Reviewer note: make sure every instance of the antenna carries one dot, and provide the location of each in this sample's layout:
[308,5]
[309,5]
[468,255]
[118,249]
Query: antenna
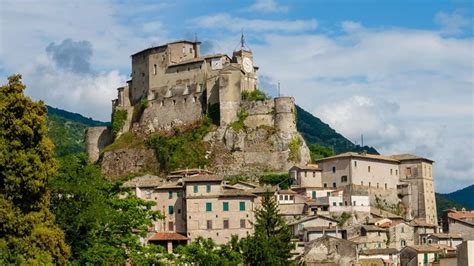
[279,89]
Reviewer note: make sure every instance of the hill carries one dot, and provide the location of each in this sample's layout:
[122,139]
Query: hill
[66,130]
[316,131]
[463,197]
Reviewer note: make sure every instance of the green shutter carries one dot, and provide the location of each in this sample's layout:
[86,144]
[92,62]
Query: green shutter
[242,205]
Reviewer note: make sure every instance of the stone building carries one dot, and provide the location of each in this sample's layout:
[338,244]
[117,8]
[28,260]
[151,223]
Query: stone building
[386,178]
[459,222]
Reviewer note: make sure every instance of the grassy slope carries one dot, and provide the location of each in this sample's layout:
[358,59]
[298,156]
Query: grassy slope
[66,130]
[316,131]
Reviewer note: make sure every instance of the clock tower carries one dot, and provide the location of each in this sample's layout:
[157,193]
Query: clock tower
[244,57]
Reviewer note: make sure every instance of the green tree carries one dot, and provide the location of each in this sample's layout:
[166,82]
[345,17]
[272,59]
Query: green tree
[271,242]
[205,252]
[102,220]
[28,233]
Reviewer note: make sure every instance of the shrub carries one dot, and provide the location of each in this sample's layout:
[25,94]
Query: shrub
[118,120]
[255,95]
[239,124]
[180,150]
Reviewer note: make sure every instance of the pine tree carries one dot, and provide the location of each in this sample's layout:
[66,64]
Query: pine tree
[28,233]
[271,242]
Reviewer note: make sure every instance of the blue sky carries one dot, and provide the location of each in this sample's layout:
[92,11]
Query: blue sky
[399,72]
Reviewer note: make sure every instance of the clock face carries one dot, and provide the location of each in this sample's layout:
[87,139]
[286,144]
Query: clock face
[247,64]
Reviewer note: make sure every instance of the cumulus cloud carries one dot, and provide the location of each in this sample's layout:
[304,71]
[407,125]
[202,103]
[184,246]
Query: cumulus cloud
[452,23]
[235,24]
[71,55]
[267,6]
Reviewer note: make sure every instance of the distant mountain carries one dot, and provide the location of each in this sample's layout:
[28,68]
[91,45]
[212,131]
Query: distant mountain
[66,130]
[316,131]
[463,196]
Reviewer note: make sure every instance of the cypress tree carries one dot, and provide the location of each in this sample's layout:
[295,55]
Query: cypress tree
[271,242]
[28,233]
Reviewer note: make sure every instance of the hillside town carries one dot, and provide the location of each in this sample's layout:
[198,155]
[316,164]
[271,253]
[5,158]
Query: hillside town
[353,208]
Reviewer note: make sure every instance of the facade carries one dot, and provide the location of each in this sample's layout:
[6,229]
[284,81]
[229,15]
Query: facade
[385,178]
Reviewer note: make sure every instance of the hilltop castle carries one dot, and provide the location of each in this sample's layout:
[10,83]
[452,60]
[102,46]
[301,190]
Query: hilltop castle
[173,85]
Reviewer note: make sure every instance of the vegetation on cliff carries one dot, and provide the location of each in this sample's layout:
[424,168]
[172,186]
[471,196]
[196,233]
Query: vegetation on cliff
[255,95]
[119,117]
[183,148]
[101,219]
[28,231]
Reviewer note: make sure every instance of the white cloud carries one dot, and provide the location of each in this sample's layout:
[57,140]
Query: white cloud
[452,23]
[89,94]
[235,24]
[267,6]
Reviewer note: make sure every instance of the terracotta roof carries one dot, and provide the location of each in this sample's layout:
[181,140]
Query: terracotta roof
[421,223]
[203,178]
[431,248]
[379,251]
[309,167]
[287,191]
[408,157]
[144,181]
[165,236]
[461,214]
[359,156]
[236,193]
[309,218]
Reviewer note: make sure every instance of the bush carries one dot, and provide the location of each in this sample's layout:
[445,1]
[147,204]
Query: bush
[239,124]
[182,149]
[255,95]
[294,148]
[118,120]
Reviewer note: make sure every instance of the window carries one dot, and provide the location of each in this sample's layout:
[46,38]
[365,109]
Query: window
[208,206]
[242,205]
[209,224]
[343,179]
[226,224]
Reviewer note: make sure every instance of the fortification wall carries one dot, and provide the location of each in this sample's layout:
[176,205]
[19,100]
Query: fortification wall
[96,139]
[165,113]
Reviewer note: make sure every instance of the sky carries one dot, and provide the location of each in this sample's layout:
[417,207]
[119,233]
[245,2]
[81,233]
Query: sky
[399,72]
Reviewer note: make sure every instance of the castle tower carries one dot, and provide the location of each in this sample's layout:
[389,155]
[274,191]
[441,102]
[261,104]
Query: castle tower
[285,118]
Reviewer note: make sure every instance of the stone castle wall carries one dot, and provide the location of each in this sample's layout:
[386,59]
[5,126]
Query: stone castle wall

**Your objective:** Print the data above exactly; drop every picture.

**Answer to the problem:**
Reviewer note: make sure every instance of the antenna carries one dot, and provide the location of each in this sample's layout:
[308,5]
[309,5]
[468,255]
[118,249]
Query: antenna
[279,89]
Reviewer note: make sure every instance of the hill carries one dot, and provide the location of each in this sample's layout:
[122,139]
Query: hill
[66,130]
[316,131]
[463,197]
Reviewer note: make sure every instance of the green shutter carries one dot, and provide the location of each in this sample's layout:
[86,144]
[92,62]
Query: green shutter
[242,205]
Reviewer note: make sure every instance of the stone building carries one dot, and provide the location of each in this sample's layout:
[338,244]
[117,8]
[28,260]
[151,223]
Query: stone building
[386,178]
[459,222]
Reviewer note: make sure every instance of the grassy slope carries one dot, and provide the location of each in this sample's layout:
[358,59]
[298,156]
Query: grassy slope
[66,130]
[316,131]
Reviewer note: make sure every instance of the clock tower carries one dot, and provide the location of each in this sample's layout:
[157,193]
Query: clock tower
[244,57]
Reviewer note: make sure every instance of the green tree carries one dot, and provide the location of each in this sample's layout:
[166,82]
[345,17]
[272,59]
Query: green tree
[271,242]
[205,252]
[102,220]
[28,233]
Reviewer note: make sure every instance of the shrub carries one dot, and provide the location of each in this sample's layout:
[25,94]
Query: shrub
[118,120]
[255,95]
[239,124]
[180,150]
Reviewer note: make sure every instance of the pine tree carries one dot, and provide the location of each in this sample's layout:
[66,64]
Query: pine tree
[28,233]
[271,242]
Reviewer note: make sure every instance of the blue sky carries one dot, and provide the location of each in this sample's layout:
[92,11]
Query: blue sky
[399,72]
Reviewer note: make sure every instance of the clock face carries one dot, and provide the location of each in this sample's layout:
[87,139]
[286,144]
Query: clock face
[247,64]
Reviewer note: make sure every instance of the cumulus cloud carries one dot, and provide the location of each in this sample's layout:
[304,71]
[407,125]
[202,103]
[184,246]
Query: cumulus cloud
[452,23]
[235,24]
[71,55]
[267,6]
Reviewer note: make sure every instance of the distant mountain carries one dot, and provide the location of each in this sample's layout:
[28,68]
[91,45]
[212,131]
Query: distant mountain
[66,130]
[316,131]
[463,196]
Reviewer note: make sure every instance of the cypress tree carries one dot, and provide the location of each in this sample's layout:
[295,55]
Query: cypress tree
[271,242]
[28,233]
Reviewer note: make sure every instance of the hillside town carries one dot, and provide the location of each in this sample's layout:
[198,155]
[316,164]
[271,253]
[5,158]
Query: hillside town
[353,208]
Reviewer note: make sure every instance of the facade carries one dot, and provide the location of each in this sample's layout:
[6,229]
[284,81]
[229,15]
Query: facade
[385,178]
Reviewer note: make sure every instance of the hilltop castle carries one dot, and provide the location of each in this sample's layout:
[10,83]
[452,60]
[102,46]
[301,190]
Query: hilltop castle
[173,85]
Reviewer note: make sure every instance of the vegetation on cliff carries one dot, and provide the location of each in this sample's layout:
[424,168]
[172,186]
[471,196]
[196,233]
Query: vegetation on cliff
[255,95]
[119,117]
[183,148]
[101,219]
[28,231]
Reviewer note: make sure every instance of the white cloud carries one dot, and provide the location of each in this sample's layout:
[57,140]
Query: white cloud
[452,23]
[89,94]
[235,24]
[267,6]
Reviewer note: make sure every instance of the terracotta roof carries one dot, and provide the location of each in this sample's layout:
[181,140]
Query: terracotta roof
[421,223]
[203,178]
[431,248]
[379,251]
[309,167]
[287,191]
[408,157]
[144,181]
[165,236]
[461,214]
[359,156]
[236,193]
[309,218]
Reviewer note: make sure every instance of the bush carries one dot, and provide the location of each in this sample's layout:
[445,1]
[147,204]
Query: bush
[239,124]
[182,149]
[255,95]
[294,148]
[118,120]
Reviewer note: make sure every instance of the window carries one dot, and provide the location of each in this sample's layout:
[46,38]
[365,109]
Query: window
[208,206]
[242,205]
[209,224]
[343,179]
[226,224]
Reviewer note: make sure every instance of the fortification wall carries one dot, and provide the location of each in this sample's layout:
[176,205]
[19,100]
Query: fortification wall
[96,139]
[165,113]
Reviewer note: make sure every instance of the sky carries one dot, and provide the location of each in this sample's layout:
[417,207]
[119,233]
[245,2]
[81,233]
Query: sky
[399,72]
Reviewer note: make sure every instance of the castle tower carries one dot, and provide the location of each in this sample's layout:
[389,155]
[274,191]
[441,102]
[261,104]
Query: castle tower
[285,118]
Reviewer note: make sure every instance of the stone castle wall carries one dot, and provide the location of each in this sample's layout:
[386,59]
[5,126]
Query: stone castle wall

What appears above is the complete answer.